++++ Records for the exercise

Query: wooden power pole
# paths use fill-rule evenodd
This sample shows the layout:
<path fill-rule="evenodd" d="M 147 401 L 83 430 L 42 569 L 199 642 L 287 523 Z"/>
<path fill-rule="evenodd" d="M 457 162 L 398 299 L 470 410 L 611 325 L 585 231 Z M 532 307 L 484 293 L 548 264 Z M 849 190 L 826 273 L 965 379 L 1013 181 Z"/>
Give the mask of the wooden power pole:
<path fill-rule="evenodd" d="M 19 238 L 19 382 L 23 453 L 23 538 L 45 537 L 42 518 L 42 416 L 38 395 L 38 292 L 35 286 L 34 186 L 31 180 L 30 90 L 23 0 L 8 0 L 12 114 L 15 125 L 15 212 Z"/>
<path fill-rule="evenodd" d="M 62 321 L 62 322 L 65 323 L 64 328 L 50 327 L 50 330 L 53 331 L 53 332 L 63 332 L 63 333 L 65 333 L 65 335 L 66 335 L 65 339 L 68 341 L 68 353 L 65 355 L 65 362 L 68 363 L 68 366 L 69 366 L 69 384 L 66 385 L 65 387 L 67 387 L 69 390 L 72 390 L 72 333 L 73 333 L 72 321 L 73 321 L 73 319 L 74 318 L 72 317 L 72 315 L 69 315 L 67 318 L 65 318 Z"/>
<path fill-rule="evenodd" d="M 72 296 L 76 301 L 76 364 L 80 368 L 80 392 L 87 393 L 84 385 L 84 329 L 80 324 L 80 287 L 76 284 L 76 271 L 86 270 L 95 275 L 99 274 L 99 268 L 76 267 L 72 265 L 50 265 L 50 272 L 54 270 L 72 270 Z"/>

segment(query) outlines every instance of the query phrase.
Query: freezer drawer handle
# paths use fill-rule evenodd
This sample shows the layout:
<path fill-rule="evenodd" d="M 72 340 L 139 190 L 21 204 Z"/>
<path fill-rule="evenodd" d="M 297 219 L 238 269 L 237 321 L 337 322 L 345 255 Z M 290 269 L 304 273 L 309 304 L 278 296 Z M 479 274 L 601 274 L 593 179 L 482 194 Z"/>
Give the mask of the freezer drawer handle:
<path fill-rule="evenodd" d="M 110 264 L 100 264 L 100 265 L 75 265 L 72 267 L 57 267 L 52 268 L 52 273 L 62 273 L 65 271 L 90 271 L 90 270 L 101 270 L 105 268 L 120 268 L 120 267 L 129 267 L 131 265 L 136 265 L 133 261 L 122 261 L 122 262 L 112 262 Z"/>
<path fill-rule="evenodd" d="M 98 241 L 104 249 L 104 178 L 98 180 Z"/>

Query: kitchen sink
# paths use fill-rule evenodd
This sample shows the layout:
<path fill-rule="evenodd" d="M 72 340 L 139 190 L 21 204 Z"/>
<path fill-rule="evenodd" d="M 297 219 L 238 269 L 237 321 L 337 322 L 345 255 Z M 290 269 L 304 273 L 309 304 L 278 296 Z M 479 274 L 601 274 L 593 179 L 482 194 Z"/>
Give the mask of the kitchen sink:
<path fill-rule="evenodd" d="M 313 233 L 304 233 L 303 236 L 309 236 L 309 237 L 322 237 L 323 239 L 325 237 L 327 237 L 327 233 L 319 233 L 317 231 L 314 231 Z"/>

++++++++

→ **About this exercise**: Print every line of the records above without a single difference.

→ **Result of the task**:
Query: wooden power pole
# paths use fill-rule evenodd
This sample shows the layout:
<path fill-rule="evenodd" d="M 147 401 L 83 430 L 42 569 L 199 642 L 287 523 Z"/>
<path fill-rule="evenodd" d="M 457 162 L 398 299 L 470 410 L 611 325 L 585 231 Z M 532 307 L 484 293 L 548 264 Z M 849 190 L 826 273 L 965 379 L 1013 181 Z"/>
Give the mask of the wooden power pole:
<path fill-rule="evenodd" d="M 19 238 L 19 382 L 23 453 L 23 538 L 45 537 L 42 518 L 42 416 L 38 395 L 38 292 L 35 286 L 34 186 L 31 180 L 30 90 L 23 0 L 8 0 L 12 114 L 15 125 L 15 212 Z"/>
<path fill-rule="evenodd" d="M 62 321 L 62 322 L 65 323 L 64 328 L 50 327 L 50 330 L 53 331 L 53 332 L 63 332 L 63 333 L 65 333 L 65 335 L 66 335 L 65 339 L 68 341 L 68 353 L 65 355 L 65 362 L 68 363 L 68 366 L 69 366 L 69 384 L 66 385 L 65 387 L 67 387 L 69 390 L 72 390 L 72 333 L 73 333 L 72 321 L 73 321 L 73 319 L 74 318 L 72 317 L 72 315 L 69 315 L 67 318 L 65 318 Z"/>
<path fill-rule="evenodd" d="M 72 296 L 76 301 L 76 364 L 80 368 L 80 392 L 87 393 L 84 385 L 84 329 L 80 324 L 80 287 L 76 284 L 76 271 L 86 270 L 95 275 L 99 274 L 99 268 L 76 267 L 72 265 L 50 265 L 50 272 L 54 270 L 72 270 Z"/>

segment(query) outlines every instance of the query phrase.
Query: freezer drawer handle
# paths use fill-rule evenodd
This sample shows the layout:
<path fill-rule="evenodd" d="M 72 340 L 139 190 L 21 204 Z"/>
<path fill-rule="evenodd" d="M 297 219 L 238 269 L 237 321 L 337 322 L 345 255 Z M 290 269 L 304 273 L 309 304 L 278 296 Z M 479 274 L 601 274 L 593 179 L 482 194 Z"/>
Give the mask of the freezer drawer handle:
<path fill-rule="evenodd" d="M 110 264 L 100 264 L 100 265 L 75 265 L 72 267 L 57 267 L 52 268 L 52 273 L 62 273 L 65 271 L 90 271 L 90 270 L 101 270 L 105 268 L 120 268 L 120 267 L 129 267 L 131 265 L 136 265 L 133 261 L 122 261 L 122 262 L 112 262 Z"/>
<path fill-rule="evenodd" d="M 98 241 L 104 249 L 104 178 L 98 180 Z"/>

Query: kitchen sink
# paths use fill-rule evenodd
This sample shows the layout:
<path fill-rule="evenodd" d="M 72 340 L 139 190 L 21 204 Z"/>
<path fill-rule="evenodd" d="M 297 219 L 238 269 L 237 321 L 337 322 L 345 255 Z M 290 269 L 304 273 L 309 304 L 278 296 Z M 479 274 L 601 274 L 593 179 L 482 194 Z"/>
Give the mask of the kitchen sink:
<path fill-rule="evenodd" d="M 313 233 L 304 233 L 303 236 L 309 236 L 309 237 L 322 237 L 323 239 L 325 237 L 327 237 L 327 233 L 319 233 L 317 231 L 314 231 Z"/>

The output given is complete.